__Extracted data__:
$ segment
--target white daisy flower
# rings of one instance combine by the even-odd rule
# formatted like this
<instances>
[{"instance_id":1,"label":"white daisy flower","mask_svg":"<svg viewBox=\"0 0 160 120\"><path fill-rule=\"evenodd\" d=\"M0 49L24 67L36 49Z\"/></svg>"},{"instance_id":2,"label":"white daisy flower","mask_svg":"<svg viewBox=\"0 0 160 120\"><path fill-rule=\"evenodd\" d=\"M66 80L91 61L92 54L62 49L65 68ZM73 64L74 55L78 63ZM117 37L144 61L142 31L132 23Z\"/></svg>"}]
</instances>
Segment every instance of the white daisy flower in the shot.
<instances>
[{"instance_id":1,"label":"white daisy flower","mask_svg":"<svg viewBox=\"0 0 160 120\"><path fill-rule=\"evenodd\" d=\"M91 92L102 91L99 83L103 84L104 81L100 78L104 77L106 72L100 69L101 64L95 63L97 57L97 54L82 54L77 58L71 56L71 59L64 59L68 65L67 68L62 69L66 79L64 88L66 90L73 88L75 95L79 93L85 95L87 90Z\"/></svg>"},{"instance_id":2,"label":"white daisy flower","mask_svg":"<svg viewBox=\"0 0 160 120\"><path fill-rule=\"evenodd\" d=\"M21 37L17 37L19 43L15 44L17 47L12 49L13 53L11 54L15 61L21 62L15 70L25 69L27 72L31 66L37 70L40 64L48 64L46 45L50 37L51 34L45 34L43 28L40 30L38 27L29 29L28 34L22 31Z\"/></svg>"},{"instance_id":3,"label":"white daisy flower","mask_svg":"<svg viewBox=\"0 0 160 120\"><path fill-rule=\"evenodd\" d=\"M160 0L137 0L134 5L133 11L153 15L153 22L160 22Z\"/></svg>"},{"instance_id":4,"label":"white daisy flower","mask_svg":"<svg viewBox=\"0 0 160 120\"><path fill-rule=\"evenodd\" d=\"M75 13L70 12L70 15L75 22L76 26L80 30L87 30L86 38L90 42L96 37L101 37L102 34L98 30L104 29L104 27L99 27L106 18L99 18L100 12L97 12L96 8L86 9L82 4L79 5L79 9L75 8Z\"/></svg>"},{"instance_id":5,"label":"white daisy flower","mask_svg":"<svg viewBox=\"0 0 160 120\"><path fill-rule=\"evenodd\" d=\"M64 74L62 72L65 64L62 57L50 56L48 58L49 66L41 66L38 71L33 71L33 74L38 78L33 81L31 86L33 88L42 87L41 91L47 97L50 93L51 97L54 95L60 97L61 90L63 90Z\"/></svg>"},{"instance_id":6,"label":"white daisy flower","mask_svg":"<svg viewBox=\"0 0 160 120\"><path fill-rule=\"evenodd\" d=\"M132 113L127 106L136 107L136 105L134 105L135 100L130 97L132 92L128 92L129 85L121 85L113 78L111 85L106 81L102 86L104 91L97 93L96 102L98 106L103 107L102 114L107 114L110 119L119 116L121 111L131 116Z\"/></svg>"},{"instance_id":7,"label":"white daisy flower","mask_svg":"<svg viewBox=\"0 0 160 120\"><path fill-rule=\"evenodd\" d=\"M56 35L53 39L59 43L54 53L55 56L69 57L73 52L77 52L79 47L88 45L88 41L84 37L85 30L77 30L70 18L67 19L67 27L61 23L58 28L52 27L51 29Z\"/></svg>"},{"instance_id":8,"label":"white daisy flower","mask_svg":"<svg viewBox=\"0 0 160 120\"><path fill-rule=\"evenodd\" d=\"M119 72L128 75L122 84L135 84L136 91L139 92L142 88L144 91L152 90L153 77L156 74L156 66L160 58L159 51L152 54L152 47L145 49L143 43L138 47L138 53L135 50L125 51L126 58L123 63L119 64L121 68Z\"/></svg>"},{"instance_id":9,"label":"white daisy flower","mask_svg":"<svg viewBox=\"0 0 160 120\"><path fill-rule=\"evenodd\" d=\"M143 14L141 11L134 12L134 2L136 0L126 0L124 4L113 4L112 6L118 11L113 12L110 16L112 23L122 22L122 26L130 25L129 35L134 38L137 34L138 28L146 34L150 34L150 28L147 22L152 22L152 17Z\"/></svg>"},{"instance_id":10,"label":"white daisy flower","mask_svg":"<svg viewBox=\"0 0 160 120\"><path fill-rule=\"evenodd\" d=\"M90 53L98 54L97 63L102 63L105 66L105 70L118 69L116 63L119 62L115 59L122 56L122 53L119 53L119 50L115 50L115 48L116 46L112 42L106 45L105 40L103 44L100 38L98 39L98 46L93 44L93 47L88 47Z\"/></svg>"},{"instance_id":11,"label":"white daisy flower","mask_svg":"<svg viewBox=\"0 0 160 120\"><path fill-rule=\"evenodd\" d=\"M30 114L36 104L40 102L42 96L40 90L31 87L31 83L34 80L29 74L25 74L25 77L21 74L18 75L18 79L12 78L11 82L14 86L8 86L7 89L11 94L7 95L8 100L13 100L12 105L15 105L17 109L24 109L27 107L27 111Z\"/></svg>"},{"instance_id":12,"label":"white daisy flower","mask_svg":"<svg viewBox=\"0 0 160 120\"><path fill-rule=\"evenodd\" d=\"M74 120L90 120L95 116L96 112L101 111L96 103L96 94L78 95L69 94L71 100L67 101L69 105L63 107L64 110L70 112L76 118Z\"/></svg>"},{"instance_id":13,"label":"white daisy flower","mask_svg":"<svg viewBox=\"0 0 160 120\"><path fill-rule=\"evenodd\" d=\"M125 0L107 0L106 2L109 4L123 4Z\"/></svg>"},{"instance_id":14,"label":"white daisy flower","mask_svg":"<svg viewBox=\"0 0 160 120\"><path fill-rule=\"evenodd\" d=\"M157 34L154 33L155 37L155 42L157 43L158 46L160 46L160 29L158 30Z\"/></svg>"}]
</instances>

__Goal__: Switch "daisy" to "tulip" in the rows, beginning with the first line and stopping after the line that has "Segment every instance". Give back only those lines, with everything else unchanged.

__Exercise answer__:
$ segment
--target white tulip flower
# rings of one instance combine by the even-odd rule
# formatted like this
<instances>
[{"instance_id":1,"label":"white tulip flower","mask_svg":"<svg viewBox=\"0 0 160 120\"><path fill-rule=\"evenodd\" d=\"M0 49L24 67L36 49Z\"/></svg>"},{"instance_id":2,"label":"white tulip flower","mask_svg":"<svg viewBox=\"0 0 160 120\"><path fill-rule=\"evenodd\" d=\"M66 80L91 61L92 54L62 49L65 68ZM73 64L74 55L78 63ZM117 37L144 61L142 31L132 23Z\"/></svg>"}]
</instances>
Segment every instance of the white tulip flower in the shot.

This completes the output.